** BEGIN **
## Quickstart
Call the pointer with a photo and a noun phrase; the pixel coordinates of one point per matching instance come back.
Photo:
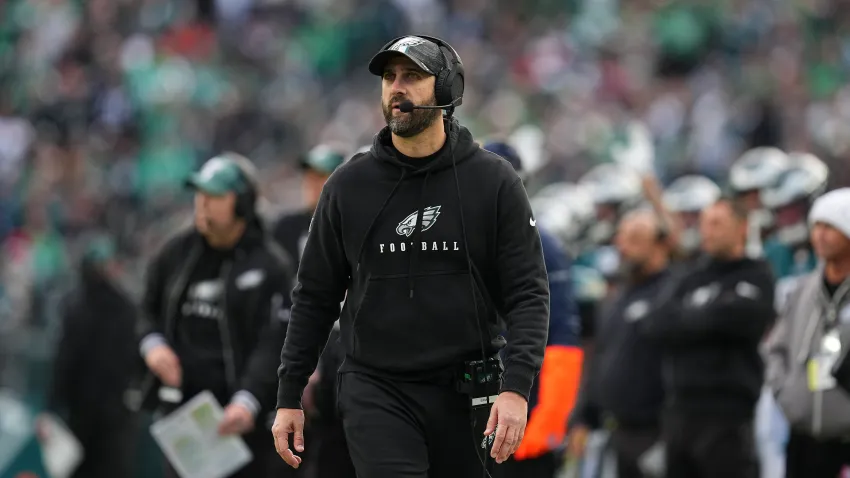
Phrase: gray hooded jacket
(807, 317)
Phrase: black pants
(332, 459)
(259, 441)
(709, 447)
(543, 466)
(629, 445)
(410, 429)
(807, 457)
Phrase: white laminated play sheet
(189, 439)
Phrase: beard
(407, 125)
(633, 270)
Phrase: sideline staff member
(554, 392)
(711, 324)
(431, 237)
(214, 308)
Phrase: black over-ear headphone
(448, 85)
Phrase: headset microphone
(407, 106)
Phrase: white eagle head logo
(408, 224)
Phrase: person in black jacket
(94, 364)
(622, 384)
(433, 239)
(710, 324)
(215, 309)
(290, 231)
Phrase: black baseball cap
(423, 52)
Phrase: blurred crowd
(106, 106)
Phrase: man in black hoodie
(433, 239)
(94, 364)
(215, 309)
(710, 324)
(612, 391)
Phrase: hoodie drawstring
(414, 254)
(375, 219)
(482, 328)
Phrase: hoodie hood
(460, 146)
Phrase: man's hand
(238, 420)
(163, 362)
(577, 441)
(507, 418)
(308, 398)
(289, 421)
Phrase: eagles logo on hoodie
(408, 225)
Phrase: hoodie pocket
(434, 328)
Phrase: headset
(449, 82)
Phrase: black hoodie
(409, 307)
(251, 314)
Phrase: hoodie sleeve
(323, 277)
(150, 329)
(259, 382)
(743, 310)
(524, 289)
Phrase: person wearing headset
(215, 309)
(433, 240)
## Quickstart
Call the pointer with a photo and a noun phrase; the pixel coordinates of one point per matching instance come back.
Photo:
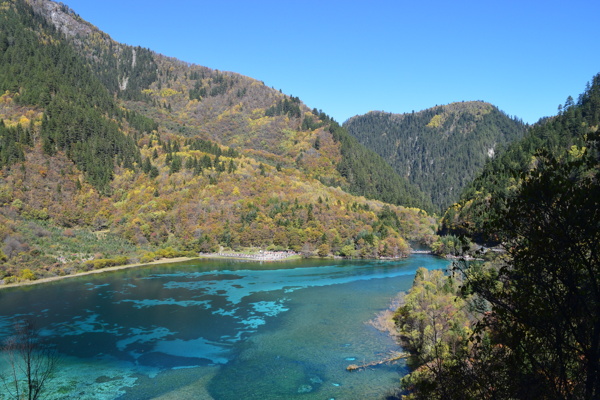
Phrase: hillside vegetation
(111, 154)
(440, 149)
(562, 137)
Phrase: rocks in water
(305, 389)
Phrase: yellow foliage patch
(436, 121)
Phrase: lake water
(218, 329)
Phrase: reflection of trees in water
(31, 362)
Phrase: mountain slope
(439, 149)
(233, 110)
(563, 136)
(110, 152)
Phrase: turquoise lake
(219, 329)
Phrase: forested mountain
(440, 149)
(109, 150)
(562, 136)
(526, 324)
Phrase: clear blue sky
(350, 57)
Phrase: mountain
(566, 136)
(440, 149)
(111, 153)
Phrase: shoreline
(216, 256)
(97, 271)
(127, 266)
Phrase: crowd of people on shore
(260, 256)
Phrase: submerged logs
(392, 358)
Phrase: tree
(32, 363)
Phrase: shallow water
(216, 329)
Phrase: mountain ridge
(113, 152)
(441, 148)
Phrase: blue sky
(351, 57)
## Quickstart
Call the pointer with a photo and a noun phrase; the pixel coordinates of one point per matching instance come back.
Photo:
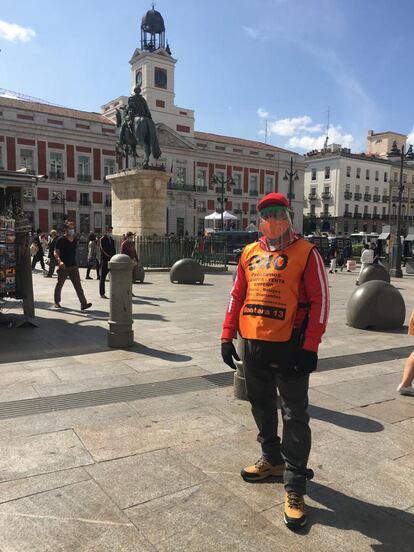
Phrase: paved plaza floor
(141, 449)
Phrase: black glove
(307, 361)
(228, 352)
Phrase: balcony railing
(56, 175)
(181, 187)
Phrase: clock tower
(152, 68)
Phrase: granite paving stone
(142, 434)
(36, 454)
(141, 478)
(79, 517)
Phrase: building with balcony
(76, 151)
(347, 192)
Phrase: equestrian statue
(137, 129)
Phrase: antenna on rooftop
(325, 146)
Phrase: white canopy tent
(217, 216)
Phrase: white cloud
(15, 33)
(263, 114)
(291, 126)
(336, 136)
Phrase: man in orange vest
(279, 304)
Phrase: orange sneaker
(262, 469)
(294, 510)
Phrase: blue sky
(240, 62)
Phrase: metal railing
(163, 252)
(56, 175)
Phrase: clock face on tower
(160, 77)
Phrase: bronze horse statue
(137, 129)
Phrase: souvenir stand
(15, 268)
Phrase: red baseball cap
(275, 198)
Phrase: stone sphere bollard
(187, 271)
(120, 333)
(374, 272)
(376, 305)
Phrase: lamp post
(223, 182)
(291, 175)
(403, 155)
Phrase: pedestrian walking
(65, 256)
(375, 251)
(346, 256)
(128, 248)
(367, 257)
(92, 256)
(51, 253)
(279, 304)
(37, 250)
(333, 252)
(107, 248)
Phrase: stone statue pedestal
(139, 201)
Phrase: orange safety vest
(273, 283)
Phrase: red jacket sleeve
(314, 291)
(237, 295)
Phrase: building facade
(347, 192)
(76, 150)
(73, 149)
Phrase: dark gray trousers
(264, 380)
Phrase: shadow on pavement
(342, 419)
(393, 528)
(56, 337)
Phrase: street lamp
(291, 175)
(223, 182)
(395, 268)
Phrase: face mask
(276, 227)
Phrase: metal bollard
(239, 382)
(120, 333)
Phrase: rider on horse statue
(138, 128)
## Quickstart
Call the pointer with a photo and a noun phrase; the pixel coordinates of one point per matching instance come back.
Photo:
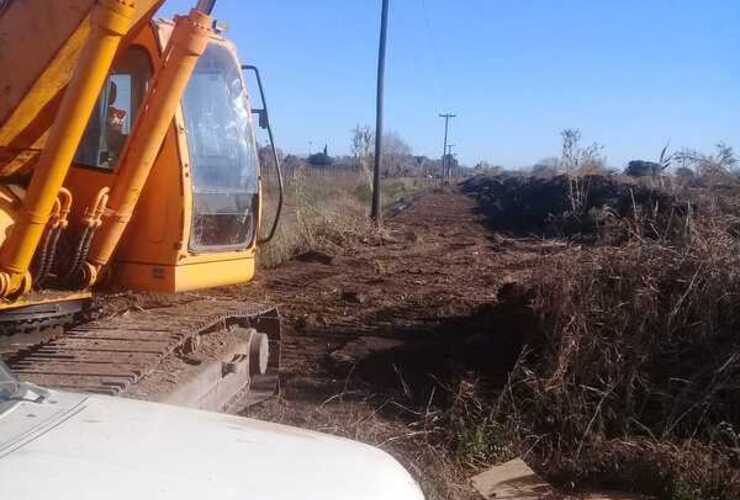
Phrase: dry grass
(633, 379)
(323, 209)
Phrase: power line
(447, 117)
(375, 212)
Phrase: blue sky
(630, 74)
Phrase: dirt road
(367, 329)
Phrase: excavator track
(152, 353)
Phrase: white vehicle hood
(73, 446)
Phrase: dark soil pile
(567, 206)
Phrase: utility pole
(375, 211)
(447, 117)
(449, 159)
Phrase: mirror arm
(264, 113)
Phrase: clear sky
(630, 74)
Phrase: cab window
(113, 117)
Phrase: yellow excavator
(128, 160)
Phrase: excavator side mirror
(263, 119)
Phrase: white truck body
(75, 446)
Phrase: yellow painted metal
(189, 40)
(42, 41)
(111, 20)
(208, 273)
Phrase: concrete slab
(513, 480)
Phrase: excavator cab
(158, 189)
(197, 220)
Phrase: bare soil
(371, 333)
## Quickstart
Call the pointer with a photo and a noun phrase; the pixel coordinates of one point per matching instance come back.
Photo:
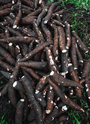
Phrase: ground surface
(80, 21)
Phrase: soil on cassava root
(84, 33)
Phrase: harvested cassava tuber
(40, 58)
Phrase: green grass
(77, 117)
(78, 3)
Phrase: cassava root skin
(40, 57)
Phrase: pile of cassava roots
(41, 58)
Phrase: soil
(5, 106)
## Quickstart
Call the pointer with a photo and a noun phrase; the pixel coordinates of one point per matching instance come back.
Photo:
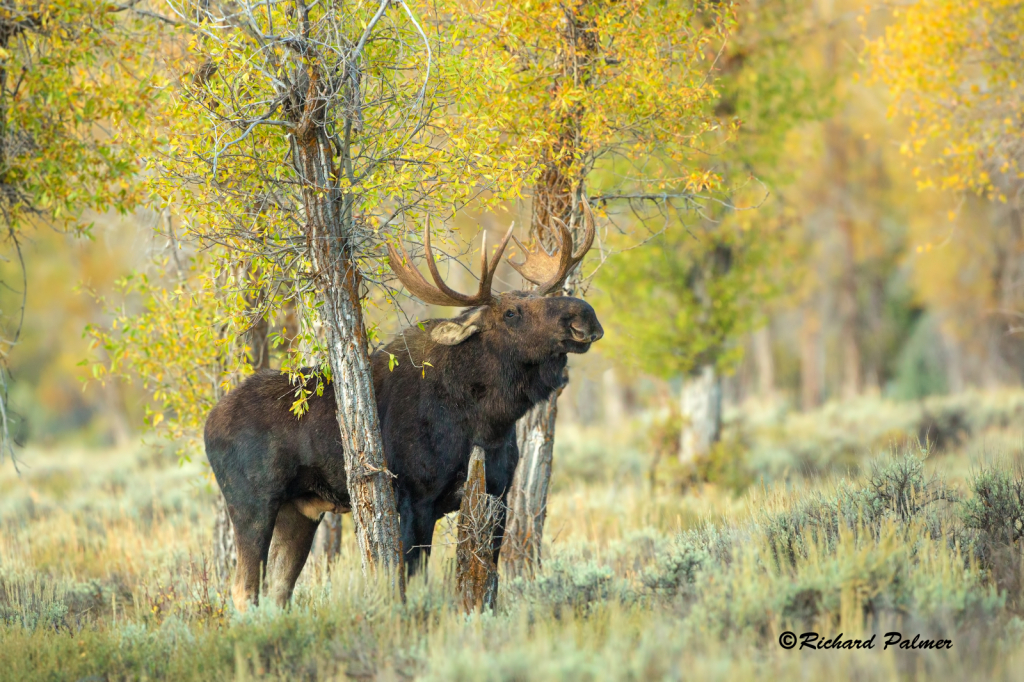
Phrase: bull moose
(487, 367)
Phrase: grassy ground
(811, 522)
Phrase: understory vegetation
(104, 569)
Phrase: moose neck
(501, 387)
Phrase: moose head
(530, 326)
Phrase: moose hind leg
(293, 537)
(253, 529)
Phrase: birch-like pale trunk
(700, 406)
(527, 500)
(330, 221)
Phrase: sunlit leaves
(955, 70)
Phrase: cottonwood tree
(72, 75)
(299, 138)
(955, 72)
(610, 98)
(291, 133)
(681, 304)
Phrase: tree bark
(330, 227)
(700, 406)
(528, 498)
(476, 574)
(810, 361)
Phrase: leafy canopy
(955, 71)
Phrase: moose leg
(293, 536)
(253, 528)
(417, 535)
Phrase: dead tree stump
(476, 573)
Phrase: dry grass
(103, 572)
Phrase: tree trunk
(330, 223)
(765, 364)
(528, 497)
(701, 412)
(848, 313)
(476, 574)
(224, 557)
(810, 361)
(552, 200)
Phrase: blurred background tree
(609, 100)
(681, 303)
(73, 76)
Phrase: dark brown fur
(486, 368)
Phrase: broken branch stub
(476, 572)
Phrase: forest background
(809, 216)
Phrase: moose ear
(454, 332)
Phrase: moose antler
(549, 271)
(439, 293)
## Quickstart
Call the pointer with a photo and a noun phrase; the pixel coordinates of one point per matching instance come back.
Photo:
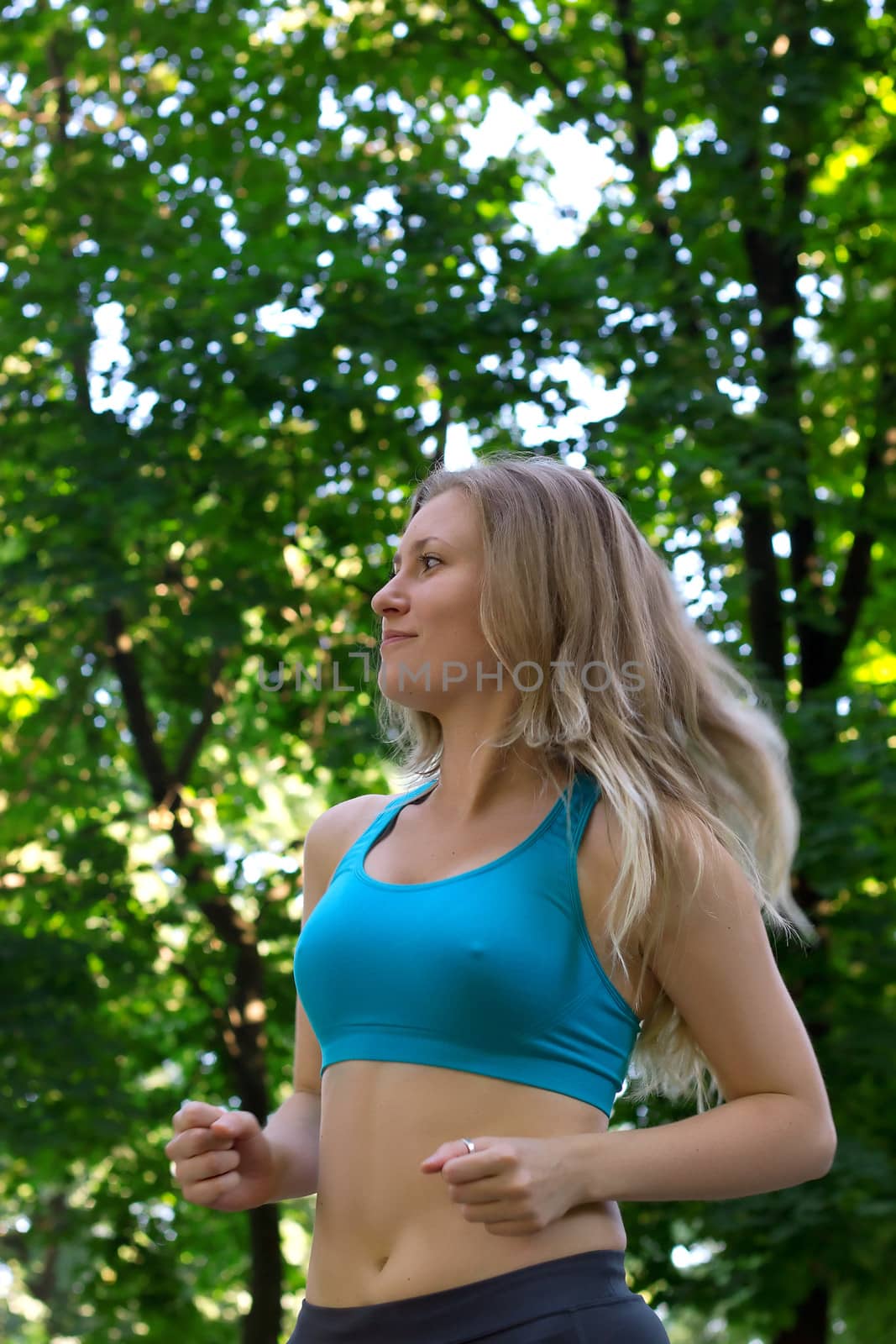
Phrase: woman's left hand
(513, 1186)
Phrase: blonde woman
(574, 898)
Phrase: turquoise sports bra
(490, 972)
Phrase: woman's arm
(293, 1133)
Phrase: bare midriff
(383, 1229)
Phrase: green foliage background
(196, 163)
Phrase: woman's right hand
(222, 1158)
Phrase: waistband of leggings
(490, 1304)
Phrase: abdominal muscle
(385, 1230)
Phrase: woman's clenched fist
(222, 1158)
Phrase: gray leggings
(575, 1300)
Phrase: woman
(579, 885)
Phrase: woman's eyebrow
(417, 546)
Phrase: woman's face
(434, 596)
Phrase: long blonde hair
(681, 745)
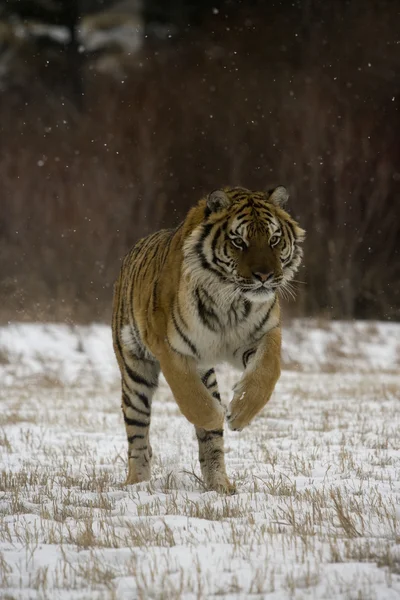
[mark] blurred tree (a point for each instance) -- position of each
(50, 32)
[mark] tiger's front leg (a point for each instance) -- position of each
(254, 389)
(194, 400)
(211, 446)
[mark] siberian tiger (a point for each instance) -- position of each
(189, 298)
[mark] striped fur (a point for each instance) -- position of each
(190, 298)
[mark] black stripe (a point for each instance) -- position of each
(138, 378)
(128, 403)
(247, 308)
(207, 315)
(132, 438)
(246, 356)
(185, 338)
(264, 320)
(182, 320)
(134, 422)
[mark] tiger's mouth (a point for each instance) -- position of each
(258, 287)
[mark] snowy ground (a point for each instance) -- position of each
(317, 514)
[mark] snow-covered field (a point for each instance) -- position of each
(317, 513)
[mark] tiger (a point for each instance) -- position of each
(189, 298)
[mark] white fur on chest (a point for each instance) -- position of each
(236, 327)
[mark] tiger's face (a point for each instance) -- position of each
(249, 240)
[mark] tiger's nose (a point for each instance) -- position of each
(263, 277)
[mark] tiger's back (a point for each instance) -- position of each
(189, 298)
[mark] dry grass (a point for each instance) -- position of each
(316, 513)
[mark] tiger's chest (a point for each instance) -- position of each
(214, 330)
** END **
## Do this
Reproduce the lines above verbatim, starting at the line that contains "[mark] black stripe" and ending at the final line.

## The completed task
[mark] black stripe (a point for each instance) -- position of each
(138, 378)
(128, 403)
(247, 308)
(207, 315)
(132, 438)
(246, 356)
(185, 338)
(264, 320)
(182, 320)
(134, 422)
[mark] tiger's mouth (a point for each instance) -- position of each
(258, 287)
[mark] snowy ground (a point for each instance) -- position of each
(317, 514)
[mark] snow-covered field (a point for each instance) -- position of each
(317, 513)
[mark] tiger (a point for each instance) -- position of each
(189, 298)
[mark] white fur on chest (a point for each instance) -- position of each
(236, 327)
[mark] tiger's face (a point for each instance) -- position of each
(249, 240)
[mark] tiger's nose (a point for each instance) -- position of each
(263, 277)
[mark] tiger's back (a point for each instance) -- position of each
(189, 298)
[mark] dry grass (a point for each instance) -- position of each
(316, 513)
[mark] tiger's chest (a point for each instance) -- position of each
(214, 330)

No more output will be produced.